▶ [PROBLEM 1]: Write out, word for word, the passage from the forum thread on 20-inch wheels and Audi's magnetic ride that begins at the words "It's a well" and stops after "(Jan 29, 2009)".

▶ [PROVIDED TEXT]:
====================

As above, Audi have now done away with the 20" wheels/Mag Ride conflict by deleting the option for 20" wheels.


----------



## temporarychicken (Oct 16, 2012)

It's a well known fact that Audi consider 20" wheels incompatible with Mag-Ride...

But what would actually happen. My theory is that all would be well with the mag ride system as long as you stayed in comfort mode, but sport-mode would be overdamped and destroy both comfort and handling, and maybe prematurely wear the dampers.

Anybody actually commited the ultimate sin, and put 20" wheels on a mag ride car???


----------



## MEMORIZALLO (Jan 29, 2009)

Totally true I Just buy a TTS and I wanted the 20s Rotors and the dealer told me that the magnetic ride will doesnt work. I am very dissapointed because I saw a TT RS with those wheels and looked really crazy !

====================

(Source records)
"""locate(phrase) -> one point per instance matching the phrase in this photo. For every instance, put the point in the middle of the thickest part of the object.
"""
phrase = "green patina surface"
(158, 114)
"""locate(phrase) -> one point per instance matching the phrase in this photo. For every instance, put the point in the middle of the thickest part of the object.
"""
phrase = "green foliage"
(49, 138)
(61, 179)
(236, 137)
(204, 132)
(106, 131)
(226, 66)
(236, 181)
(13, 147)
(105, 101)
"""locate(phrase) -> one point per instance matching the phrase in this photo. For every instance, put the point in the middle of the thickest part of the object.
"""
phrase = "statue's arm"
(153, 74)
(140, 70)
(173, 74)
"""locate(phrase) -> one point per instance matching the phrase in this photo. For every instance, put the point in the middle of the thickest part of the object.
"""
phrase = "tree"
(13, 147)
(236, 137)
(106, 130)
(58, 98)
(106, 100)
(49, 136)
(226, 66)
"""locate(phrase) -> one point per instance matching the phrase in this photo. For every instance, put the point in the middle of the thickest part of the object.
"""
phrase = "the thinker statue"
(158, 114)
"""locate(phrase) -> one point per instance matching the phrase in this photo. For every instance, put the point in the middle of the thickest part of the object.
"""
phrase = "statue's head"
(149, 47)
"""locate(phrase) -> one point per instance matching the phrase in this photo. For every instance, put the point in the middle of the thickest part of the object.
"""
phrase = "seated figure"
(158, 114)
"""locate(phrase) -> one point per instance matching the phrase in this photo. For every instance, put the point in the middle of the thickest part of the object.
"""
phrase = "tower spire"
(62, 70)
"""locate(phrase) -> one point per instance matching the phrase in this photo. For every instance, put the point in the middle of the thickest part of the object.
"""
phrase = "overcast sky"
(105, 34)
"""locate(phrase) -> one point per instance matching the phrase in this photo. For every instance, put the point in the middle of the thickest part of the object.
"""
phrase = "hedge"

====================

▶ [PROBLEM 2]: How many lines of the records contain the string "statue", with case counting? Give only the number.

▶ [FULL OUTPUT 1]:
It's a well known fact that Audi consider 20" wheels incompatible with Mag-Ride...

But what would actually happen. My theory is that all would be well with the mag ride system as long as you stayed in comfort mode, but sport-mode would be overdamped and destroy both comfort and handling, and maybe prematurely wear the dampers.

Anybody actually commited the ultimate sin, and put 20" wheels on a mag ride car???


----------



## MEMORIZALLO (Jan 29, 2009)

▶ [FULL OUTPUT 2]: 3